[REQUIREMENT 1] From the forum thread on vehicle scale below, extract the passage starting at "## Kevin K (Nov" and ending at "(Apr 25, 2010)", copied word for word.

Start of TEXT BLOCK

# 1/24 or 1/32 scale cars/truck



## Dreamtalker (Dec 27, 2007)

Okay am converting an old used pola Red Horse Saloon to a Firehouse. My question what size vehicle 1/24th or 1/32 most of my rolling stock is a little of USA - Bachman - Aristo. The opening in front of the building will be 4" W x 4.5" H found a couple of fire trucks on ebay and Amazon, just seems to confuse me even more...lol would just like to be close to scale! which is it the giant or goliath? 


Terry Bye
Broken Springs RR


----------



## CapeCodSteam (Jan 2, 2008)

If your trains are 1:29 I'd look for the 1:32 items


----------



## Mik (Jan 2, 2008)

What era? I used the Ertl 1926 Seagrave.... depending upon who you ask it's 1:27 or 1:30. It works well enough as a smaller unit in 1:24 And it was $5 at a yard sale. 









The fire station is a modified Piko Pleasantown store


----------



## San Juan (Jan 3, 2008)

I personally think 1:24 and 1:25 scale vehicles look best with Pola structures. 1:32 tends to look a little small with Pola . 1:32 works better with Piko structures.



Here are some photos that show 1:24 scaled vehicles in relation to Pola structures:


----------



## tj-lee (Jan 2, 2008)

Great pictures! 

Best, 
TJ


----------



## Dreamtalker (Dec 27, 2007)

You guys are great!!!! Pictures help alot, and all Great pictures at that! I did notice the size difference with the pola structure vs piko's. 
I intend to blend my era period from steam to dieisel. Am jealous San Juan of your station's I found an old third party Idaho Springs Station (brick red/ white trim) and keeping my eye out for a used Silverton Station(s) (yellow/brown trim) or new hidden on somebodys shelf...lol 
Comparrison photo's really helped! Thanks .....Time to shop fire a new fire engine.


----------



## Mik (Jan 2, 2008)

I got a cheezy cheap 1/32 plastic modern one that somebody can have if they wanna pay postage. lol.


----------



## Dreamtalker (Dec 27, 2007)

Nothing cheezy here Mik.....Thanks for the offer but New one (diecast) will service my town...lol


----------



## Kevin K (Nov 3, 2009)

There are a lot of diecast vehicles in scale on this site. I was trying to find the right scale for you but I wasn't exactly sure what you are looking for. Take a look for yourself, things are kinda pricey. http://www.diecastmodelswholesale.com/servlet/the-ALL/keyword/fire/start/1/total/209/Categories


----------



## takevin (Apr 25, 2010)

I use 1/24 for my layout, think they work the best with pola.


----------

End of TEXT BLOCK
Start of RECORDS FOR THE TASK

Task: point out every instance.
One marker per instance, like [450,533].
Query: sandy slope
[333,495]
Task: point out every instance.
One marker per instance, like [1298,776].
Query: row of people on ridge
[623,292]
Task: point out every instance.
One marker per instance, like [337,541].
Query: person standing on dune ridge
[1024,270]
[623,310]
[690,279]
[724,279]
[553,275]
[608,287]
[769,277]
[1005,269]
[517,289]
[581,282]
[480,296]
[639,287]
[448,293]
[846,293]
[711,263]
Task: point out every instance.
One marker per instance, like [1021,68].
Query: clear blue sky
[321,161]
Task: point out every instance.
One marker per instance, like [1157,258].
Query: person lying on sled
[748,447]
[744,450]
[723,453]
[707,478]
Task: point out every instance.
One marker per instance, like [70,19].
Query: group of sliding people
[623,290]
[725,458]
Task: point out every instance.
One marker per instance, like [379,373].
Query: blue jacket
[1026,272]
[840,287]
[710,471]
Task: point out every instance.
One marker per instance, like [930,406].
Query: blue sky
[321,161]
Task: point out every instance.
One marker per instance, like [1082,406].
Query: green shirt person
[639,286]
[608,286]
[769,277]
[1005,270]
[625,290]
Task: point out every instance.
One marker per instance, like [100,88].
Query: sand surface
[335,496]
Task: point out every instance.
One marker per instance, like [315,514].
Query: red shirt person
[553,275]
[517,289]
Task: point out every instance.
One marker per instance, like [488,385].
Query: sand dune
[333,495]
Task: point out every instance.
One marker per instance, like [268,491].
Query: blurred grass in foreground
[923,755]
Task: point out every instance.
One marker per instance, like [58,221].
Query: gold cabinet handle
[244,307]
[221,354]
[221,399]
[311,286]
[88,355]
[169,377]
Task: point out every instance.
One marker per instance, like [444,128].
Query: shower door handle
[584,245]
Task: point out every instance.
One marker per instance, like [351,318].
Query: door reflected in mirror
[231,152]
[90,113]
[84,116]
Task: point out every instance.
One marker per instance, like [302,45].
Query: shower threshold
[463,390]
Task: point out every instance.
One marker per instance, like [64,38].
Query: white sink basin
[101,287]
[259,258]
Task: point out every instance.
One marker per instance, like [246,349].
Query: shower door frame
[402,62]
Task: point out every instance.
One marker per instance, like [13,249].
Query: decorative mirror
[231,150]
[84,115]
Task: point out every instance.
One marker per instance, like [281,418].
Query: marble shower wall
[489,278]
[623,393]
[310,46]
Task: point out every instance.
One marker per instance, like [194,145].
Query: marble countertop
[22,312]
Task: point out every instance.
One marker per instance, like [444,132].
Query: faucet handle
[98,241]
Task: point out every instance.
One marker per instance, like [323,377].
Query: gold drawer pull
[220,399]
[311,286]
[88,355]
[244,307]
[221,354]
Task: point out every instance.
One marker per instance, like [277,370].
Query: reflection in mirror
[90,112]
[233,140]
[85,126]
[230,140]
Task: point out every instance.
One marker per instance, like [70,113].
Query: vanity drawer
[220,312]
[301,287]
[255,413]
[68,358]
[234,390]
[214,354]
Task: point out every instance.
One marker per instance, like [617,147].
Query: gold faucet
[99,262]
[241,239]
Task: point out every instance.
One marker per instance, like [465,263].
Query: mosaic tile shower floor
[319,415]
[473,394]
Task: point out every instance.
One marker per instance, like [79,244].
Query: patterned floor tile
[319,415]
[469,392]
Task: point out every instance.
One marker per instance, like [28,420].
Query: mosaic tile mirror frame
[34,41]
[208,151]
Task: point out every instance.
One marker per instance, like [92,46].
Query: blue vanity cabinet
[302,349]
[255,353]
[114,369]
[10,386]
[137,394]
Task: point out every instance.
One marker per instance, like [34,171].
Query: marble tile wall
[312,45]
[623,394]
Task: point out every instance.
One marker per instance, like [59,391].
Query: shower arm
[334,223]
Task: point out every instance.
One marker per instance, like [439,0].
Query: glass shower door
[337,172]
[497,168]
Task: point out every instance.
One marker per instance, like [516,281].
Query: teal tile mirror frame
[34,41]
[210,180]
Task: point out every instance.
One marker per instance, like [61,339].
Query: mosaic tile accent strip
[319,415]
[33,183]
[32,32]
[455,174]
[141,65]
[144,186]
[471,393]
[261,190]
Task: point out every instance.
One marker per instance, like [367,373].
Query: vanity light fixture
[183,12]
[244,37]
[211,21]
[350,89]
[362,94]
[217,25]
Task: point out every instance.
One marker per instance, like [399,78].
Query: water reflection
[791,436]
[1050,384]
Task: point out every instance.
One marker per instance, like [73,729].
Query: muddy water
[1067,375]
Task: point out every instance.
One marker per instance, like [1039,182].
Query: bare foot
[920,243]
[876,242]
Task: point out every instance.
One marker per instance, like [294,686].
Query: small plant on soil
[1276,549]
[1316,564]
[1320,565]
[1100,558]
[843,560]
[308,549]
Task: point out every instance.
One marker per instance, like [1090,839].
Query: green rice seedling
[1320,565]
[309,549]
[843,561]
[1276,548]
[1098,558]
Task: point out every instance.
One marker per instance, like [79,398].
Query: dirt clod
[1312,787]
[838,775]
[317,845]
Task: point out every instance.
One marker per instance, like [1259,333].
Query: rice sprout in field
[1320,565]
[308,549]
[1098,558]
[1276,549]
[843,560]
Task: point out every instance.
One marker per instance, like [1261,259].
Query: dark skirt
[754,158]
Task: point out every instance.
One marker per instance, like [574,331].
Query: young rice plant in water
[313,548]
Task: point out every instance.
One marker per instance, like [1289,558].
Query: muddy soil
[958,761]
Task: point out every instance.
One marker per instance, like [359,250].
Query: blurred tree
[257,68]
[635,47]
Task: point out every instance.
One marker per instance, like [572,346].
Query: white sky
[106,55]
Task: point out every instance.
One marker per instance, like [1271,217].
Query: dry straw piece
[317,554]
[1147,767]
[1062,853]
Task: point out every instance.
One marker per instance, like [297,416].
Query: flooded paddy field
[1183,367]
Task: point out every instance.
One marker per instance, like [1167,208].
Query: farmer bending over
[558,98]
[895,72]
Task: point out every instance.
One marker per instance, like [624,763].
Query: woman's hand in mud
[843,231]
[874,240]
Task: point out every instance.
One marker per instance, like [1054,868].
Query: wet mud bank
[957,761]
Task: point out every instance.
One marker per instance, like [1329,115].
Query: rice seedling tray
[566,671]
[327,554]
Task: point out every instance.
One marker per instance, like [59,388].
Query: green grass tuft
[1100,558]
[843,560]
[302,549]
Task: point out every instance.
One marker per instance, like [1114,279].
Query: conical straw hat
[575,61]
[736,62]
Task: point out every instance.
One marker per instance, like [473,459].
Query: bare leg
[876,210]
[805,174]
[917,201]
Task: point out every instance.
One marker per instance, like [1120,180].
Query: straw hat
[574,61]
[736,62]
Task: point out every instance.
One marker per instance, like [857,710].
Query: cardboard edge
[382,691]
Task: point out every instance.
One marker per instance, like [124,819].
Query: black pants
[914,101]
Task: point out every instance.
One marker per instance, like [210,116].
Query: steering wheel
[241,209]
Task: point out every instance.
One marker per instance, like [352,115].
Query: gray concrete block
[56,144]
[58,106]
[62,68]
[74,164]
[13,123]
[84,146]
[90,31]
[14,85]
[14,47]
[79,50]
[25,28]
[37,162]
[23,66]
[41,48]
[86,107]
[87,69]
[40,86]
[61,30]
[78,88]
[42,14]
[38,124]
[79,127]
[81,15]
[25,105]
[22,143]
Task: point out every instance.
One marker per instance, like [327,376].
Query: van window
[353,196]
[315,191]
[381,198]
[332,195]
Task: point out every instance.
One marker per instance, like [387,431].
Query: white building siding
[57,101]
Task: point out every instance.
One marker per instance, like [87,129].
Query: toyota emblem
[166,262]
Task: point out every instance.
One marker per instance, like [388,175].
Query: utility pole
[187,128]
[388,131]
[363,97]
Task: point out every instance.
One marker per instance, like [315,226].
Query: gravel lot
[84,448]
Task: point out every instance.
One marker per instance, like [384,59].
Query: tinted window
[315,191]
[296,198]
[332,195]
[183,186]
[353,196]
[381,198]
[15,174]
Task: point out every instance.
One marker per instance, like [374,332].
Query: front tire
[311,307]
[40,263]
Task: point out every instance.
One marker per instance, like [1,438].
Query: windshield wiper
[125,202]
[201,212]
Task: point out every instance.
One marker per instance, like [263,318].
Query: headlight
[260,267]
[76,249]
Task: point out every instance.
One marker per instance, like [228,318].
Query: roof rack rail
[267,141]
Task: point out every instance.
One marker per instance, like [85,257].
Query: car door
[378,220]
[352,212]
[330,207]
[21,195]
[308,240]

End of RECORDS FOR THE TASK

[REQUIREMENT 2] Count the lines in the records above that contain the string "tile". Reply with the number only.

[FINISHED ANSWER 1]
## Kevin K (Nov 3, 2009)

There are a lot of diecast vehicles in scale on this site. I was trying to find the right scale for you but I wasn't exactly sure what you are looking for. Take a look for yourself, things are kinda pricey. http://www.diecastmodelswholesale.com/servlet/the-ALL/keyword/fire/start/1/total/209/Categories


----------



## takevin (Apr 25, 2010)

[FINISHED ANSWER 2] 6